[What you are asked to do]
From the stored items below, pull out each line that includes the word "white" and copy those lines.

──────── Data excerpts ────────

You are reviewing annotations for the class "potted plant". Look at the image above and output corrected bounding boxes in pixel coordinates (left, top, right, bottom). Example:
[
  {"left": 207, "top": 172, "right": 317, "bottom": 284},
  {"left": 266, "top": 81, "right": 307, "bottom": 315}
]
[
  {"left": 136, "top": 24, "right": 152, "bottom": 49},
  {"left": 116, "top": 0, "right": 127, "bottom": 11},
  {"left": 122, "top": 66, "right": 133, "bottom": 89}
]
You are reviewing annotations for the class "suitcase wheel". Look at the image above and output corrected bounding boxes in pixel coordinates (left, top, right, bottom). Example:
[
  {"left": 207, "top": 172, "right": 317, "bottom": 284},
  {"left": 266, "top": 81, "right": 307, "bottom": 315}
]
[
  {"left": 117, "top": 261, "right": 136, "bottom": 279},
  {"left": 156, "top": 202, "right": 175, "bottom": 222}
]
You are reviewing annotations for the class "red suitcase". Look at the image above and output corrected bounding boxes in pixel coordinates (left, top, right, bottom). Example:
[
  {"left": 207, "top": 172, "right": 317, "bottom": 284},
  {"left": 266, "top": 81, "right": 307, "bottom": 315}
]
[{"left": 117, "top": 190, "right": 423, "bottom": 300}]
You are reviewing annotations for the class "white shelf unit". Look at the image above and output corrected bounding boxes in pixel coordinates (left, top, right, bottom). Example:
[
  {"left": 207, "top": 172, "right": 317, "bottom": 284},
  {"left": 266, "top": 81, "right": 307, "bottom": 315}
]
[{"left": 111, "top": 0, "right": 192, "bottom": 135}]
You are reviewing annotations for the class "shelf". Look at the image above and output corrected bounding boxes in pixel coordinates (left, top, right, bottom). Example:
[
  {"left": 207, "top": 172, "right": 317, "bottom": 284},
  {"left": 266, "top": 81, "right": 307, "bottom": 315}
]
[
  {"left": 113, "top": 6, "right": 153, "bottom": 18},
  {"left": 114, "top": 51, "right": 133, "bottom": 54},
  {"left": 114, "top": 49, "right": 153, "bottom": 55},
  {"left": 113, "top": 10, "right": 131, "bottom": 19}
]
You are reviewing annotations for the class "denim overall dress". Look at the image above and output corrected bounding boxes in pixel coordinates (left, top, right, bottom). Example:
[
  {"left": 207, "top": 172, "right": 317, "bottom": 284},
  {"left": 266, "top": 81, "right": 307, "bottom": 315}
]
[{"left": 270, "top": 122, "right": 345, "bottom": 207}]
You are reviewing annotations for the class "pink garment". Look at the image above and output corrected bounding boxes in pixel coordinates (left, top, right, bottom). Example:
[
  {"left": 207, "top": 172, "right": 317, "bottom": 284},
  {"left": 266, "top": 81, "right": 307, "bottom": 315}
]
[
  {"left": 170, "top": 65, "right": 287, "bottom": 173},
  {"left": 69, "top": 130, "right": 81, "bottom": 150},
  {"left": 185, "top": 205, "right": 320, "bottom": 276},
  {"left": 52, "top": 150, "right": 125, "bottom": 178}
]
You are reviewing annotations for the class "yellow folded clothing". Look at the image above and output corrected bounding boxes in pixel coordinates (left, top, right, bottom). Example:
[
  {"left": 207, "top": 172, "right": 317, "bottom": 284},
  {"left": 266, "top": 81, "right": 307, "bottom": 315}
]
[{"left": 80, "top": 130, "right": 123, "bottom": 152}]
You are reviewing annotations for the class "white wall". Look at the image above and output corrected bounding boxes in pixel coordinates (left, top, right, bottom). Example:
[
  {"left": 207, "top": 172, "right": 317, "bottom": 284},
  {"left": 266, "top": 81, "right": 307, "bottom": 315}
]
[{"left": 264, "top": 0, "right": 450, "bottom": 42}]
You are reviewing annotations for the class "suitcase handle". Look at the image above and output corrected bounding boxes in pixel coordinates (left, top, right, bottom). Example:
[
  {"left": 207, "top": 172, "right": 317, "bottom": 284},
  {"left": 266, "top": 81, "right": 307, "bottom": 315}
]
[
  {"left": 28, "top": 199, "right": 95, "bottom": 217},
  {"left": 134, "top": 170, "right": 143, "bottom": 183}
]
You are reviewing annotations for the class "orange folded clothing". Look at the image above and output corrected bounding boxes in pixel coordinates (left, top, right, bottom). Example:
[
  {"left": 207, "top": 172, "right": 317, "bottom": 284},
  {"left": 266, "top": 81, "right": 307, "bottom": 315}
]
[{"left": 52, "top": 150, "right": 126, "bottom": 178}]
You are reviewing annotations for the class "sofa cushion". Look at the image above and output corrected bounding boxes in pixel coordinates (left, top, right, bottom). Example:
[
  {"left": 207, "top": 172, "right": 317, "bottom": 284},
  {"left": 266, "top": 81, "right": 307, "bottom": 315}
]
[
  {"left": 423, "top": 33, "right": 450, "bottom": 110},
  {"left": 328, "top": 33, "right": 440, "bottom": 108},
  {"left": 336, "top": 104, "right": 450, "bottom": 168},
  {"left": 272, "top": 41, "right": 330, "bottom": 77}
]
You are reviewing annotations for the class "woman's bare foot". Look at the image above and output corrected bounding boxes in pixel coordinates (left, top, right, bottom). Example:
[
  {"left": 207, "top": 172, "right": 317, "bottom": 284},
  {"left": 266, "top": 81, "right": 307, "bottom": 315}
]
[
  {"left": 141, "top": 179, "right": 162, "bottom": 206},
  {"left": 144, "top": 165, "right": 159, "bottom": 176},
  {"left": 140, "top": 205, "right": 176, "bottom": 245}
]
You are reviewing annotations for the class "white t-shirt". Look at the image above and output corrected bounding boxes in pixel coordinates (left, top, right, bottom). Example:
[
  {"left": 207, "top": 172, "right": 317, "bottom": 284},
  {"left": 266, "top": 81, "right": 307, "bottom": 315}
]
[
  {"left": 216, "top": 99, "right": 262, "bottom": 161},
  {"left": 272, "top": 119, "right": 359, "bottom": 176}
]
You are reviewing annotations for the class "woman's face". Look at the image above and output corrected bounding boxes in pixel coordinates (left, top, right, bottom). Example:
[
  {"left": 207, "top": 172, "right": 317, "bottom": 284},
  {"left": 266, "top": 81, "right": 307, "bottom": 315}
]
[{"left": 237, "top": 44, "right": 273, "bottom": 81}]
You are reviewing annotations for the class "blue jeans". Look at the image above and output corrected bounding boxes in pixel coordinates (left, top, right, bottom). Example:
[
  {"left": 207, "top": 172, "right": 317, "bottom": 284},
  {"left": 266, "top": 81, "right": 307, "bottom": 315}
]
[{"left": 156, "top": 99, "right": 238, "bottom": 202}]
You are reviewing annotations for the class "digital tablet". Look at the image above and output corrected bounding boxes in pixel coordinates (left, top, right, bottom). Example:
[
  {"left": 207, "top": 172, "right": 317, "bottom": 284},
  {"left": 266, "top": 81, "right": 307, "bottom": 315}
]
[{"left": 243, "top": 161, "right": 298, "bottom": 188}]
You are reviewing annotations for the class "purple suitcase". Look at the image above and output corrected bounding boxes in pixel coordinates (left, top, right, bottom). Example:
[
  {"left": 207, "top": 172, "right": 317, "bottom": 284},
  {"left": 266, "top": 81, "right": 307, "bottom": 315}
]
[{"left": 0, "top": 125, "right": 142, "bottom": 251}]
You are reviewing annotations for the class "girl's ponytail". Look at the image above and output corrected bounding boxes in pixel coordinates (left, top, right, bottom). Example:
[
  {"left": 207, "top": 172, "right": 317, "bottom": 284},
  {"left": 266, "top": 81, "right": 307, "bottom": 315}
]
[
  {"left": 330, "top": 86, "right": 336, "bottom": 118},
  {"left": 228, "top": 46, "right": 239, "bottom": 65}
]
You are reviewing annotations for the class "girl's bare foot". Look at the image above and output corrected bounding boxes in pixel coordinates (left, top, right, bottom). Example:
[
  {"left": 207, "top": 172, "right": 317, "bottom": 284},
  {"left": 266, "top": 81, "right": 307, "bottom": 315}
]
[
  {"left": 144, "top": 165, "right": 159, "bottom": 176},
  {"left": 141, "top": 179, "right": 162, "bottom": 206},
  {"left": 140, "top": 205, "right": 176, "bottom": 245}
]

────────

[Task solution]
You are reviewing annotations for the class "white shelf unit". Look at the image above and output corrected bounding boxes in pixel coordinates (left, top, right, bottom). Example:
You are reviewing annotations for the class "white wall". Look at the image above and output corrected bounding boxes in pixel coordinates (left, top, right, bottom). Example:
You are reviewing annotations for the class "white t-shirt". Look at the image above and output corrected bounding boxes in pixel coordinates (left, top, right, bottom). Example:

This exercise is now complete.